Image point grounding data:
################

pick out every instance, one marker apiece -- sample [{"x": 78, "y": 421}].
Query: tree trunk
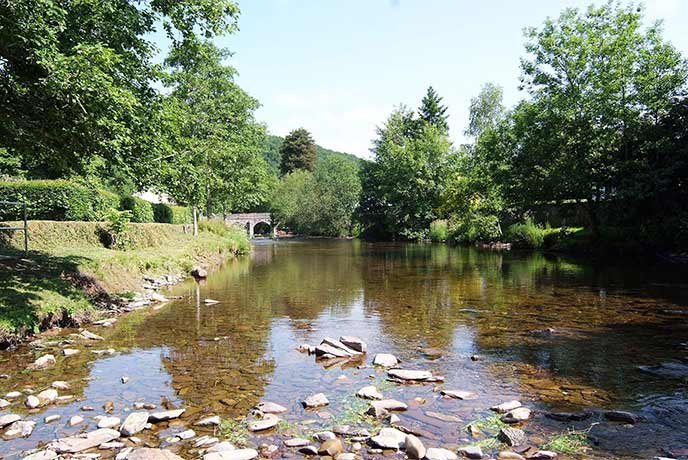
[{"x": 195, "y": 220}]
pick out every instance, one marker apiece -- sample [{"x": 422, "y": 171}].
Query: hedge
[
  {"x": 141, "y": 210},
  {"x": 55, "y": 200},
  {"x": 170, "y": 214}
]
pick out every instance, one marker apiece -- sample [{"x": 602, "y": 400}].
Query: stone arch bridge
[{"x": 250, "y": 220}]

################

◆ **Task instructions**
The records above are to be restated exactly, with all pictures omitted.

◆ **Reply to the task**
pick out every instance, one marker apiece -- sample [{"x": 78, "y": 421}].
Query: tree trunk
[{"x": 195, "y": 220}]
pick out every instance, one marker apiece -- sample [{"x": 422, "y": 171}].
Query: hedge
[
  {"x": 141, "y": 210},
  {"x": 55, "y": 200},
  {"x": 170, "y": 214}
]
pick out every instance, one marker apiece -- sample [{"x": 602, "y": 400}].
Query: stone arch bridge
[{"x": 250, "y": 220}]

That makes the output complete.